▶ Your objective: Decide whether each statement below agrees with the text about the St. George Pioneer Courthouse, answering yes or no and quoting the deciding words from the text: 1. The courthouse was built in 1866. 2. The jail cells are on the upstairs floor. 3. The tour ends in the courtroom.

▶ Exercise passage:
★ ★ ★ ★ ★
Just next door to the McQuarrie Daughters of the Utah Pioneer Museum in St. George, sits the newly opened St. George Pioneer Courthouse. This building has been a fixture on the St. George Boulevard for more than a hundred and fifty years, but just recently, the building has opened for tours.
The building has been used as a courthouse, school, jail, and as offices for the city. The Pioneer Courthouse was built in 1866, and the building was later added to the National Historic Registry in 1970. Since then, it has mostly sat empty and unused. But a recent deal with the Sons and Daughters of the Utah Pioneers has made it possible to visit inside.
Enter the Pioneer Courthouse through the back door, and a tour guide will greet visitors. A short walk through several offices on the ground floor has a few historical displays and plot maps of the city. One large section focuses on the difficulty of finding water in the desert for the Pioneers. This problem continues to be a concern in the present day.
After exploring the main floor, the tour leads downstairs to the basement where the jail cells are found. One famous story of the murder of the county sheriff is related in the jail. You can still see the sandstone and lava footings of the buildings, and the cells are often damp in the spring and fall. Another interesting display focuses on a prominent Pioneer from the area, and the display is changed out frequently.
The upstairs floor of the St. George Pioneer courthouse was used for the courtroom. Large windows and murals brighten up the room, and seats for the judge, jury, and other participants are still visible. The tour ends in this room with a few explanations of the room and its other uses.
We enjoyed this short tour. Plan only about 30 minutes in the St. George Pioneer Courthouse, and make sure to visit the Daughters of the Pioneers Museum next door, too! The Pioneer Courthouse is open Monday, Friday and Saturday from 1-2 pm (2021 info).
★ ★ ★ ★ ★
Descriptions of regions in natural language

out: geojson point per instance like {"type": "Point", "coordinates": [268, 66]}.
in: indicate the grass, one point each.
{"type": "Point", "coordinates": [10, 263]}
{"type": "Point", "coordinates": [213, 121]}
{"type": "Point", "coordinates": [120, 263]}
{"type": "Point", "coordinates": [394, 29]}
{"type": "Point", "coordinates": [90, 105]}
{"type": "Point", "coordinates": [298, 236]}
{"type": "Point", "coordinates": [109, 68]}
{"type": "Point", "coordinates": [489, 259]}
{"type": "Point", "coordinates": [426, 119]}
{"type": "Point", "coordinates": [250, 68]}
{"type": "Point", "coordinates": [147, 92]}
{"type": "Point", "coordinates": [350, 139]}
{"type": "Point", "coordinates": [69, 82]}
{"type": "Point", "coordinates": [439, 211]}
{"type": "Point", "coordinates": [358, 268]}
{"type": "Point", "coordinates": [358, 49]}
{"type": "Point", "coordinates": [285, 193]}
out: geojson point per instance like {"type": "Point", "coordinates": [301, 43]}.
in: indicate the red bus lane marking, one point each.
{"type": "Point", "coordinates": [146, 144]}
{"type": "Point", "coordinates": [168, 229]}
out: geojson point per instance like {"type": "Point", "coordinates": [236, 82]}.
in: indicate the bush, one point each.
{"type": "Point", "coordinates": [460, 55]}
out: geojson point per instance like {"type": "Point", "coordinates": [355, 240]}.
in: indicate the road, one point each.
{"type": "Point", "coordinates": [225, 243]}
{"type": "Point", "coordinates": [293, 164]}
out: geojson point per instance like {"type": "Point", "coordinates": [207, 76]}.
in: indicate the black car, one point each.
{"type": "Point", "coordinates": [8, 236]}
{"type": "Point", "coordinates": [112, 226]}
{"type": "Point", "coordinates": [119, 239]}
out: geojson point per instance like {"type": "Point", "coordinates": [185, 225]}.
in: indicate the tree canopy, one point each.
★ ★ ★ ★ ★
▶ Answer area:
1. Yes: "The Pioneer Courthouse was built in 1866"
2. No: "the tour leads downstairs to the basement where the jail cells are found"
3. Yes: "The upstairs floor of the St. George Pioneer courthouse was used for the courtroom" and "The tour ends in this room"